# [Directions for this task]
Output each entry exactly; skip nothing.

# [Data shown]
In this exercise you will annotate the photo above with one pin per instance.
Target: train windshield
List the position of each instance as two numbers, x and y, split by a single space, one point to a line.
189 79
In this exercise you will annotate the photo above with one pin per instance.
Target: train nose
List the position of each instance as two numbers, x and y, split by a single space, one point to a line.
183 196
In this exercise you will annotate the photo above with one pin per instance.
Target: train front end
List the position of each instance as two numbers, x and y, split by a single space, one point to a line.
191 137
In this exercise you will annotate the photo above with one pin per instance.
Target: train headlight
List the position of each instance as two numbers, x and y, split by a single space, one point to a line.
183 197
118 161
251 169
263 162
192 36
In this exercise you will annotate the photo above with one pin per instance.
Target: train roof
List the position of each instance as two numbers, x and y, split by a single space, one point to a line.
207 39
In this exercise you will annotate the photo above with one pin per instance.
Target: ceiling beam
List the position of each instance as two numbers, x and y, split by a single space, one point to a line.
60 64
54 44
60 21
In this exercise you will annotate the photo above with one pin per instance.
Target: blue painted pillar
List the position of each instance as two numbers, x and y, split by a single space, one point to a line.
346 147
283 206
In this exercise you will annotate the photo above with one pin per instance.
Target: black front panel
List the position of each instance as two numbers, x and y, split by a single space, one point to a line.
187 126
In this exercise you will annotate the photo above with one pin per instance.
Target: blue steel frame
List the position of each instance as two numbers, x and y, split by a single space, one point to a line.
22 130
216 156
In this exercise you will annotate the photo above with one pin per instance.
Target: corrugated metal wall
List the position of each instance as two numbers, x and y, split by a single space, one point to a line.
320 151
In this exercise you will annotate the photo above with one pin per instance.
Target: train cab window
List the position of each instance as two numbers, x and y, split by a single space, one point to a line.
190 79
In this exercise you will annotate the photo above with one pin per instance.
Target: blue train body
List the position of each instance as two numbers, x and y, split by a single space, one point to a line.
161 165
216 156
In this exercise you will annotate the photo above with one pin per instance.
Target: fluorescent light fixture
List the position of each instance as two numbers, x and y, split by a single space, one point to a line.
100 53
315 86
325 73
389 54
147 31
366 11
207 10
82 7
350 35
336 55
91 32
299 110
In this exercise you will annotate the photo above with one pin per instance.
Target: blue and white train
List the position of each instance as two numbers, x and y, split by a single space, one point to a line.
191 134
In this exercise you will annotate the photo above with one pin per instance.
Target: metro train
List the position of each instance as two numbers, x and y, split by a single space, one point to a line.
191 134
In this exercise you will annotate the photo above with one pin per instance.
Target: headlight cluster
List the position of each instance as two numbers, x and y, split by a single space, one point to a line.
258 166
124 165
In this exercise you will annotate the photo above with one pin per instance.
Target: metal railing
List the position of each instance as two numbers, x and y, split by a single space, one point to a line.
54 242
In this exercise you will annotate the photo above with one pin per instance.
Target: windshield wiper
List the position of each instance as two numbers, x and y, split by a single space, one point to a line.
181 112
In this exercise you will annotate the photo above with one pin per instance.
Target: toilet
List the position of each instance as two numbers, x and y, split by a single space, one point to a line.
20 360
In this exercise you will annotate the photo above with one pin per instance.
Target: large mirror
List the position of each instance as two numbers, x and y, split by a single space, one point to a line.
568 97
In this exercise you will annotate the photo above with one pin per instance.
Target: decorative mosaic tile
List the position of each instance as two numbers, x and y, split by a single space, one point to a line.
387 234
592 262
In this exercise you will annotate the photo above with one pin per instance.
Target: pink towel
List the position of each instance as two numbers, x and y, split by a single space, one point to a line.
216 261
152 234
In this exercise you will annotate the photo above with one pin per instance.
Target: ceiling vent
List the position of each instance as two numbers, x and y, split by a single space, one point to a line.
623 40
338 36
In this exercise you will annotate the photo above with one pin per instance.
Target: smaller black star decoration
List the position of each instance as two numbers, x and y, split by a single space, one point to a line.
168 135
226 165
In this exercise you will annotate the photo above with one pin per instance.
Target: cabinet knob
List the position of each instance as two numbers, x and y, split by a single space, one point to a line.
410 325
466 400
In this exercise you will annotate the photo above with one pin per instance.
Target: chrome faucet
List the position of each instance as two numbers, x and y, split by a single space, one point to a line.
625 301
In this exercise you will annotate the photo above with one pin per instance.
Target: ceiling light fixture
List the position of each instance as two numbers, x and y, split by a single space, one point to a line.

# [Exercise solution]
In this exercise you will annotate the photo above with one pin per instance.
Target: train windshield
List the position of each instance as two numbers, x and y, split by a single space, one point to a line.
189 79
In this exercise you will annotate the photo above with one pin per instance.
Target: train nose
List the position of each instance as two numbers, x and y, split by a single space, one point to a line.
183 196
In this exercise you will annotate the photo above with one pin per instance.
Target: train front end
List the position of each instance as two numbers, x and y, split by a single space, one point to a line.
191 137
In this exercise you will annotate the photo above with one pin per instance.
Target: train headlight
List the position of each instance as two numbers, x and y, split by a single space, one point to a line.
183 197
118 161
251 169
263 162
192 36
In this exercise you will annotate the photo above with one pin per instance.
Target: train roof
List the position of each instance as two numbers, x and y, split by a single space, one point to a line.
207 39
In this exercise you will annotate the photo above with one pin per instance.
Target: ceiling beam
List the position of each instance as two numbers, x and y, split by a single space, one point to a line.
60 64
54 44
60 21
In this exercise you will annotate the photo above with one pin per instance.
Target: blue painted pillar
List the position of each instance as two numbers, x and y, split by a single space, one point to a line.
346 147
283 206
In this exercise you will annotate the photo above with one pin per instance.
Target: black front panel
List the position of each instance as two numbers, x and y, split by a single space, one point to a line.
187 126
In this exercise you will annotate the photo above with one pin per instance.
Target: blue steel frame
List the position of each instance as two numbers, x and y, split by a single space, one point to a line.
22 130
216 156
In this exercise you will annotate the photo above with one pin per instance.
Target: corrugated metal wall
List the position of each instance as two numbers, x and y, split by a single space, one point to a line.
320 151
In this exercise you will annotate the photo above with one pin per instance.
Target: train cab window
List the position of each instance as two numbers, x and y, split by a single space, one point to a line.
190 79
In this exercise you will annotate the photo above with one pin per instance.
Target: blue train body
List the position of each instance as two numbers, x and y, split by a single space, one point to a line.
161 165
216 156
In this exercise you will annotate the photo above with one pin per instance.
Target: fluorescent light fixture
List the position of each instance as two numbers, x and y, split by a single space, one point to a line.
100 53
315 86
325 73
389 54
147 31
366 11
207 10
82 7
350 35
336 55
91 32
299 110
In this exercise you will annotate the photo above with one pin per instance.
Target: blue and white train
List the position of each instance as two numbers, x and y, split by a single space, one point to a line.
191 134
In this exercise you will annotate the photo above with one pin per instance.
Target: metro train
List the position of each instance as two numbers, x and y, split by a single space, one point to a line.
191 134
In this exercise you will annotate the photo above with one pin per instance.
Target: headlight cluster
List the position of each instance as two numbers, x and y, split by a single space, one point to a line.
258 166
124 165
In this exercise you will annotate the photo above with one pin per instance.
Target: metal railing
List the position of each instance as two numbers, x and y, split by a single space, one point to a line.
54 242
In this exercise you will annotate the photo above with one pin per instance.
Target: windshield wiper
List the position of each instance as two numbers, x and y, split by a single space, one point to a line.
181 112
In this exercise you will annotate the photo above with one pin per instance.
Target: toilet
List the position of each instance as two numbers, x and y, split by a single space, one point to a line.
20 360
In this exercise you will annotate the photo above with one pin per instance.
Target: large mirror
List the position of each instance as two numbers, x and y, split by a single space, one point to a line.
568 97
In this exercise you will annotate the photo above with one pin per instance.
Target: decorative mosaic tile
List the position of each instance as two numbers, x and y, split by a single space, one point to a line.
387 234
592 262
In this exercise you will annotate the photo above with one pin per instance.
Target: pink towel
List the position of each instance as two numbers, x and y, split by a single space, one point to a line.
216 261
152 234
In this exercise you will annotate the photo above with one pin per instance.
Target: ceiling vent
List the position of each instance as two numbers, x and y, split by a single space, one point to a line.
623 40
338 36
In this exercise you will annotate the photo above with one pin per instance.
Target: smaller black star decoration
List the position of each instance as two numbers, x and y, split by a single space, one point to a line.
168 135
226 165
In this exercise you will annotate the photo above with one pin per instance.
Target: cabinet knob
List the position of each instance as two numbers, x and y, split by a single space, one point to a line.
410 325
466 400
In this exercise you will annotate the photo above with one pin per instance.
Target: chrome faucet
List the position of each instance as two numbers, x and y, split by a single space, one point to a line.
625 301
In this exercise you will annotate the photo above with one pin per instance.
Target: ceiling light fixture
List the position of each instance as two numbers, x and y, split by a single space, one point to a line.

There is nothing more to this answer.